___ Records shown ___

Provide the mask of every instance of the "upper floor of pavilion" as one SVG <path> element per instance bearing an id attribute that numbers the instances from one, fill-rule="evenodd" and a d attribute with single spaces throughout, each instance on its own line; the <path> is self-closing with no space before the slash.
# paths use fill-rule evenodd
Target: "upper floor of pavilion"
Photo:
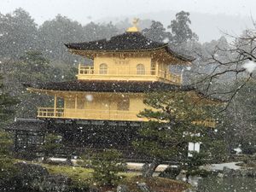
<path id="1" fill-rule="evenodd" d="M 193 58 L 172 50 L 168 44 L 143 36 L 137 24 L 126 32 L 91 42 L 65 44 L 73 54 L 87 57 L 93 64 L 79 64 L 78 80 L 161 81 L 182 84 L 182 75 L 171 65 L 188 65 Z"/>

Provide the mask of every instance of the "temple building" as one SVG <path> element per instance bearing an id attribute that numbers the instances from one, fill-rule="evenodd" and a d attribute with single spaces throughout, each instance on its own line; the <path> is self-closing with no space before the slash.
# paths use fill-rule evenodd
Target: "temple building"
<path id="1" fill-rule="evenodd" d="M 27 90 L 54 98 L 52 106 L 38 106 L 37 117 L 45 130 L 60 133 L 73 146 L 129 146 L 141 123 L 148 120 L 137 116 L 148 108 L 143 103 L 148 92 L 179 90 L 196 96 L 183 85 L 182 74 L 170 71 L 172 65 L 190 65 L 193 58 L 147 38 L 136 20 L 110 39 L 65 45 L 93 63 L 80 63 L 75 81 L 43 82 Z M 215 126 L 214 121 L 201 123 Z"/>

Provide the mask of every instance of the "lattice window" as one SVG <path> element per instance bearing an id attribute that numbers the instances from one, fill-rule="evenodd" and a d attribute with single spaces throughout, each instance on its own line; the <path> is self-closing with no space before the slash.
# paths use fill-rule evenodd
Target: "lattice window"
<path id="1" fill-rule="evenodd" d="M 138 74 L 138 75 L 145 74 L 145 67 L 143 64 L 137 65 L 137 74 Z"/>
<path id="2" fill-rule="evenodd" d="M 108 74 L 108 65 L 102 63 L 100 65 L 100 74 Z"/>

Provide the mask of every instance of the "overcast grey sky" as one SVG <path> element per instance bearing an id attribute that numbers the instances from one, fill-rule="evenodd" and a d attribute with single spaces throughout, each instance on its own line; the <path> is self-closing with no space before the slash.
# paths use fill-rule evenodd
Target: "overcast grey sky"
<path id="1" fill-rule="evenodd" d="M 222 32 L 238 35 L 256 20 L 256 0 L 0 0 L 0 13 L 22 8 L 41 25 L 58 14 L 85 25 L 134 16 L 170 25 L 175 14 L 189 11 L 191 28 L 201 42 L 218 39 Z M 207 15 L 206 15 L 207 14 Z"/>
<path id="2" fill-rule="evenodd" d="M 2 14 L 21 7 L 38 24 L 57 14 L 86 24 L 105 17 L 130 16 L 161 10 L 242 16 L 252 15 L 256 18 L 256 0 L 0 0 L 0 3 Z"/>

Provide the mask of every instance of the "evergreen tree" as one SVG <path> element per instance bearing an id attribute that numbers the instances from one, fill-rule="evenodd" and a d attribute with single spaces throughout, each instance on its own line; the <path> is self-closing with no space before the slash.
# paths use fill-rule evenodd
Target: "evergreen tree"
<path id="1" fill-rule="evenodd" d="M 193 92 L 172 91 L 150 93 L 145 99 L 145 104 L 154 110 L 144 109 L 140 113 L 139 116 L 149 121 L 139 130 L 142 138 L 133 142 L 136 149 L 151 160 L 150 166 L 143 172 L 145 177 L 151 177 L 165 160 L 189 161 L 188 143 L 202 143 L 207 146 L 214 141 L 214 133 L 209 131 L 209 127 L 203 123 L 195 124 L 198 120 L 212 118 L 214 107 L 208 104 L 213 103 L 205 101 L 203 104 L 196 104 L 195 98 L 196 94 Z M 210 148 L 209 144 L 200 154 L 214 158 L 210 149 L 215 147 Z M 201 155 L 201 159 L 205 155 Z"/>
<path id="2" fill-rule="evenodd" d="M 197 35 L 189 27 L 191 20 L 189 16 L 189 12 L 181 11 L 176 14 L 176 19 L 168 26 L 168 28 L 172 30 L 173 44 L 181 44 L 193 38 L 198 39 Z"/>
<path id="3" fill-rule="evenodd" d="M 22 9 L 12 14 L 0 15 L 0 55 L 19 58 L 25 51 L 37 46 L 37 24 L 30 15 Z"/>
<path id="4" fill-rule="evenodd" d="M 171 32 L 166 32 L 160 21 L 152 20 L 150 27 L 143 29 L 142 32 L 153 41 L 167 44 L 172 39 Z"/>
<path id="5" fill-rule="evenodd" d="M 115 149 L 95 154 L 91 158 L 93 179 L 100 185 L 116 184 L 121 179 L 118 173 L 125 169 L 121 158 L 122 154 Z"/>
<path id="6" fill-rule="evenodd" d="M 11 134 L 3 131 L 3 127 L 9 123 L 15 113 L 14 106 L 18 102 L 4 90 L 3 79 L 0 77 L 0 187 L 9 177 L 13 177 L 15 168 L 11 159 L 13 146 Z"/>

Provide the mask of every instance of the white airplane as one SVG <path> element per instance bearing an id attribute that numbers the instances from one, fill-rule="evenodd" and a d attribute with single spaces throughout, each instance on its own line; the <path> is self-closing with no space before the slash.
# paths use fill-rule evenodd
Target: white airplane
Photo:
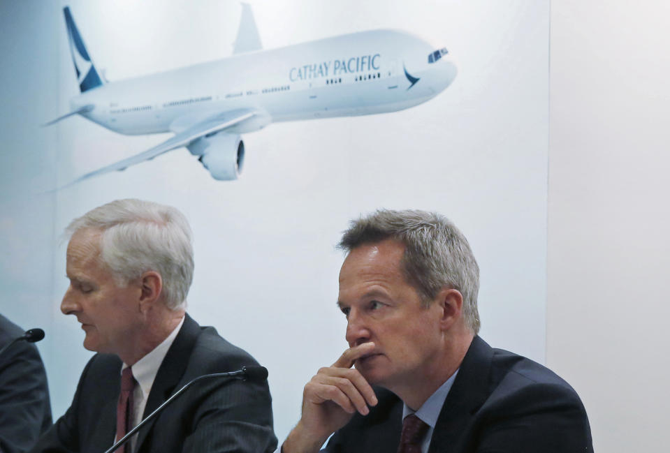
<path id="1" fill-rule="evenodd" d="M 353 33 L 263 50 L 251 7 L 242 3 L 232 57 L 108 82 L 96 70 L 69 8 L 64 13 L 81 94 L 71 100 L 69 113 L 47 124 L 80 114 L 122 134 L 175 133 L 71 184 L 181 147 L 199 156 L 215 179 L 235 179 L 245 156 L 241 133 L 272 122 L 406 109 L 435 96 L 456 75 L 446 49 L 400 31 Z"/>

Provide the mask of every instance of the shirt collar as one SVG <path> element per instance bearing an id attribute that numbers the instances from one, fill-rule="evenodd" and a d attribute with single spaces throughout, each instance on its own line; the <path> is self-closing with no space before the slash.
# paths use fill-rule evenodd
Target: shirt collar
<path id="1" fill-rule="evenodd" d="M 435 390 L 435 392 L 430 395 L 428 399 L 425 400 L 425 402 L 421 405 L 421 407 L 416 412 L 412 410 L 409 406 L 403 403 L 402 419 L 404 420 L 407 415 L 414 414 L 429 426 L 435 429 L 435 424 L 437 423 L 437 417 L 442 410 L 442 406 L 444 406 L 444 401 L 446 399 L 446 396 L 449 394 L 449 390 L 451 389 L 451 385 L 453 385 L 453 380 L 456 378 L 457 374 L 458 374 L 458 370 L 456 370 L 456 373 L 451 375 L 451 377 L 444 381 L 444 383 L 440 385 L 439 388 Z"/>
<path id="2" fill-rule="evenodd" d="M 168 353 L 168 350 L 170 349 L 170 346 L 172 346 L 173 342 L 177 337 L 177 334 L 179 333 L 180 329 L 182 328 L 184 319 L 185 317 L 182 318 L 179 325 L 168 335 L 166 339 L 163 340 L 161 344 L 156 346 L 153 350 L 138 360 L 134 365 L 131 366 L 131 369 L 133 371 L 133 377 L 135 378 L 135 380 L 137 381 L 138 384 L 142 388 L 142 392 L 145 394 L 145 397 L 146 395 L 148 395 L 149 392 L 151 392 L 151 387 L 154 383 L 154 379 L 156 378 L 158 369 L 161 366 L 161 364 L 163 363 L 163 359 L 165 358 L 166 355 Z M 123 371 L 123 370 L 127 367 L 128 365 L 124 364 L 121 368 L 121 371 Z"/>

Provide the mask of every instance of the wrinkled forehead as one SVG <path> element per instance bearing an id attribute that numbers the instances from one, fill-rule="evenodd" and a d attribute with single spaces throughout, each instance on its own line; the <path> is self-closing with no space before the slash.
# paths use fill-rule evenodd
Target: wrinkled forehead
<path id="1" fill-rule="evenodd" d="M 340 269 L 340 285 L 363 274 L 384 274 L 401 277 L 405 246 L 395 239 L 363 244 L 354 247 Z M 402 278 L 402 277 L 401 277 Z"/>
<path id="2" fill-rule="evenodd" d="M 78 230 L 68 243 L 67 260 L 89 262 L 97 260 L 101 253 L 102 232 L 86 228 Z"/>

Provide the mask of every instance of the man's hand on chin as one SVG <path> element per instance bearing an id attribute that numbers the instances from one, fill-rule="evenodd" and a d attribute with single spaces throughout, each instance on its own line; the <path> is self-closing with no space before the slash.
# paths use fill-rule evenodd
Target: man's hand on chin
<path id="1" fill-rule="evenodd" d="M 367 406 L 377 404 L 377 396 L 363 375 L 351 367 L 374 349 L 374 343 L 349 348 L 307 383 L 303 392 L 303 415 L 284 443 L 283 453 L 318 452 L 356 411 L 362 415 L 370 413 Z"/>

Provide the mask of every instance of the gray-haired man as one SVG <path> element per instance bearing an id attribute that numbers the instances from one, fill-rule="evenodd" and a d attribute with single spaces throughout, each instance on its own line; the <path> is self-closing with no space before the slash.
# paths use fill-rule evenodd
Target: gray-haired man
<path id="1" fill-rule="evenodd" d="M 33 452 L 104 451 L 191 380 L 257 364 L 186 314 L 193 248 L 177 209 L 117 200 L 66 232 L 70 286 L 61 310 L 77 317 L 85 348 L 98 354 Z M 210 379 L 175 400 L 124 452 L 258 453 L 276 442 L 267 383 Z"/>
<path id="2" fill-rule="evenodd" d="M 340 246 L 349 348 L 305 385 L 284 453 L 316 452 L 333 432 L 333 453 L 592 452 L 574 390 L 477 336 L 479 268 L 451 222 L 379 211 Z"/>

___
___ Records shown ___

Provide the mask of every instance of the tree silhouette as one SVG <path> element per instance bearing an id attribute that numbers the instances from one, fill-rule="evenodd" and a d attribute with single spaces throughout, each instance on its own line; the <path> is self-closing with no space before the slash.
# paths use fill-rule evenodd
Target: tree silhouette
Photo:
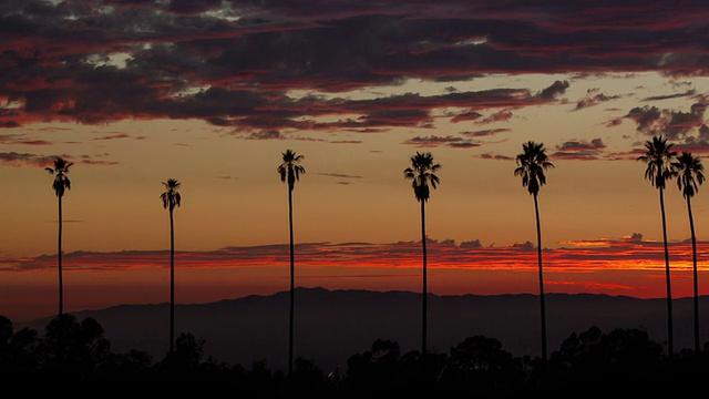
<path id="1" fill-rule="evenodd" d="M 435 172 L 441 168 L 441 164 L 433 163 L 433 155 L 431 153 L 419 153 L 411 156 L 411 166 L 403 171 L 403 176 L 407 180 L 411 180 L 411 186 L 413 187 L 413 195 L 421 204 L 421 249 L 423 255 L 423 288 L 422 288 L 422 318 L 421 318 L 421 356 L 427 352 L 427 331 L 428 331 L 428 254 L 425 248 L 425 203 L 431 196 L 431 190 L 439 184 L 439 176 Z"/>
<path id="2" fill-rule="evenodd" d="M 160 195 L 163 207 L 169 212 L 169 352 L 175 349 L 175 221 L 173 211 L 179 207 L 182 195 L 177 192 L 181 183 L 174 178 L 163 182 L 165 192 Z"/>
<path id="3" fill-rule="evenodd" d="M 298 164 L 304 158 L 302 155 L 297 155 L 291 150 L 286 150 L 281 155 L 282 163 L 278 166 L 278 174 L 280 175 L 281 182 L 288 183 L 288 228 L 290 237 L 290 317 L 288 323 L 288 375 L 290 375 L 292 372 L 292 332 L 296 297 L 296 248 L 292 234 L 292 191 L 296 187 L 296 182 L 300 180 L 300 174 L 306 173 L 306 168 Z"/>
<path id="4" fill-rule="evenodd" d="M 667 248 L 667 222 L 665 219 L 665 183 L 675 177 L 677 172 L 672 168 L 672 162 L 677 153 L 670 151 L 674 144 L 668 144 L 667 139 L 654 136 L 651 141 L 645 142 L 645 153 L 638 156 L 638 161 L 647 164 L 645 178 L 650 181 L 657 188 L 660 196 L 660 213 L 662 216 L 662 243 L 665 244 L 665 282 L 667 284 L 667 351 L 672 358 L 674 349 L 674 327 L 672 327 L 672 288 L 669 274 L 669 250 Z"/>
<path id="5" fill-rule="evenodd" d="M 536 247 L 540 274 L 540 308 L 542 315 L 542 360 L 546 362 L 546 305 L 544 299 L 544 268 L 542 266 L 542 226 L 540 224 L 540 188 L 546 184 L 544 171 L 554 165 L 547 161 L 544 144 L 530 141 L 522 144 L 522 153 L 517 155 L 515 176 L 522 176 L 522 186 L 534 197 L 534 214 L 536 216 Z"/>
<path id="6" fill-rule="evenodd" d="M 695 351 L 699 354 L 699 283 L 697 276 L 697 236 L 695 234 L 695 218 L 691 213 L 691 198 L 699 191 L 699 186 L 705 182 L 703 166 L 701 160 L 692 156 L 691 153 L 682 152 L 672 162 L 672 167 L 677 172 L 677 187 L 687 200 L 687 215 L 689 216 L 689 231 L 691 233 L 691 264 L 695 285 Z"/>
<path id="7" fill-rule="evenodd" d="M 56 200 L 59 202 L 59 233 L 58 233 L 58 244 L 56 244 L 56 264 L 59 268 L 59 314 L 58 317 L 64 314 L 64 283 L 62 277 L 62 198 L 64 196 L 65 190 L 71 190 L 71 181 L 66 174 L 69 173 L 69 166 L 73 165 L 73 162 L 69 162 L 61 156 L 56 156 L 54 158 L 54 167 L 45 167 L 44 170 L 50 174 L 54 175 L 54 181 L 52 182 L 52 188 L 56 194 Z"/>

___
___ Records shown ___

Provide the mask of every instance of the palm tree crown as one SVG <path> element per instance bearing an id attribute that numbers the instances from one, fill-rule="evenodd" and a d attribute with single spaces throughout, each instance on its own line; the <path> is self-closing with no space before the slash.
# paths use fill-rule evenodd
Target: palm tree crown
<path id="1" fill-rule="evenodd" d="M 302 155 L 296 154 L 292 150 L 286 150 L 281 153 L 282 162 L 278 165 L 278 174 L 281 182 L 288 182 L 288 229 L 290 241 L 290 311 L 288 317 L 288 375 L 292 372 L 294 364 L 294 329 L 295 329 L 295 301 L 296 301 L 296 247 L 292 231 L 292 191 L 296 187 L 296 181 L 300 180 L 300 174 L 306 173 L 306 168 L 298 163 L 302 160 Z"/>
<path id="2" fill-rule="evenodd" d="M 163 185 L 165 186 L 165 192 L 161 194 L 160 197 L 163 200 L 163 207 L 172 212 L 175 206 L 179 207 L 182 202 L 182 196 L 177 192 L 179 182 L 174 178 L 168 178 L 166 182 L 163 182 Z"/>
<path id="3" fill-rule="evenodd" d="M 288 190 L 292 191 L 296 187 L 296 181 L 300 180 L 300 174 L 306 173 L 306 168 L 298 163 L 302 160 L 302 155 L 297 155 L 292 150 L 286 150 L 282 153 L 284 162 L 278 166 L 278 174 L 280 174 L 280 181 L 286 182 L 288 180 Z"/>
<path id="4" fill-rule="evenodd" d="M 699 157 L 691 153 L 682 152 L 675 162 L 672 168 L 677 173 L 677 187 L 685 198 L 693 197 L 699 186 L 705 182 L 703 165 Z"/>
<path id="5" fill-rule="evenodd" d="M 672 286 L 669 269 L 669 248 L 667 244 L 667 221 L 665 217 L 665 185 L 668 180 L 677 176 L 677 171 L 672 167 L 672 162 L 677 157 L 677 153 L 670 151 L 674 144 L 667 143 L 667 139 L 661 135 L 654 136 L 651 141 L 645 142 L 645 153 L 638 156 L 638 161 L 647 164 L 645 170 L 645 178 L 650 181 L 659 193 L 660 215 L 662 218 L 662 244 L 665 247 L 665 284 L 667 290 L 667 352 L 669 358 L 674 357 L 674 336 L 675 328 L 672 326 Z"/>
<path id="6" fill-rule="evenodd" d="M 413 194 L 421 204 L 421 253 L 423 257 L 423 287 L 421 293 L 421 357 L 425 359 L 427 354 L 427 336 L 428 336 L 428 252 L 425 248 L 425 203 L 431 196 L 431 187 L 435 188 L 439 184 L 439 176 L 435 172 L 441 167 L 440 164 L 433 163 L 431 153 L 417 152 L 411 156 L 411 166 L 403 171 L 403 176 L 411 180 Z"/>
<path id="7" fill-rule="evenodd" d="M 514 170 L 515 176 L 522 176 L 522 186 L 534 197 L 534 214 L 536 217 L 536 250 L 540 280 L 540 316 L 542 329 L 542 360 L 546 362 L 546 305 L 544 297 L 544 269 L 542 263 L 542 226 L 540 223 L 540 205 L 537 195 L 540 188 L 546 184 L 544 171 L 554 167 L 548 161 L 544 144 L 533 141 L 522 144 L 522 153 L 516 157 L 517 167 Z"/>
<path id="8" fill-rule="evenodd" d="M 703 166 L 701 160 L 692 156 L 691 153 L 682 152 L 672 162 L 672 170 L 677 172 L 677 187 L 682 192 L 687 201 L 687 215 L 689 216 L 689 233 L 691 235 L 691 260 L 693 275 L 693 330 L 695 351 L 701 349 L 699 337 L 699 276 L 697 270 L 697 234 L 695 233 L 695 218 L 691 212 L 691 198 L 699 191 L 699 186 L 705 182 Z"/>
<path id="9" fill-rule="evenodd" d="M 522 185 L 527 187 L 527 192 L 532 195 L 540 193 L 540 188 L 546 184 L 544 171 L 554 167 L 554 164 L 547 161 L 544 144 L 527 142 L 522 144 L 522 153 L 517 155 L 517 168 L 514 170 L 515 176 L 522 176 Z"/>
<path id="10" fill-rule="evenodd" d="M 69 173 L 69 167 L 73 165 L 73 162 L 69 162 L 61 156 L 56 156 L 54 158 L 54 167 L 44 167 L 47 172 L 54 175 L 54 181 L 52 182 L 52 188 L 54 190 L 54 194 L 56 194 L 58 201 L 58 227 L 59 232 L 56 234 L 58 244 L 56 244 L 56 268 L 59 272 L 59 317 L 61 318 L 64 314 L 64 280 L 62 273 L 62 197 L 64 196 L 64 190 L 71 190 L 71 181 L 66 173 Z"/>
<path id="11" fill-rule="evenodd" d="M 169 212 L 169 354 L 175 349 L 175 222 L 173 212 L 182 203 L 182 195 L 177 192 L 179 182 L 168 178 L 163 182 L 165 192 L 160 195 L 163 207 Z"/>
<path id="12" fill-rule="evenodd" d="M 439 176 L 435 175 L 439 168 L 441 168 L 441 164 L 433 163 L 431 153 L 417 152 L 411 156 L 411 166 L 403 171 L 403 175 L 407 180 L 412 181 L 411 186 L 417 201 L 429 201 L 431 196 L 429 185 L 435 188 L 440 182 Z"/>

___

- Given task -
Count the lines of the data above that contain the string "haired", and give only that number.

- Result -
2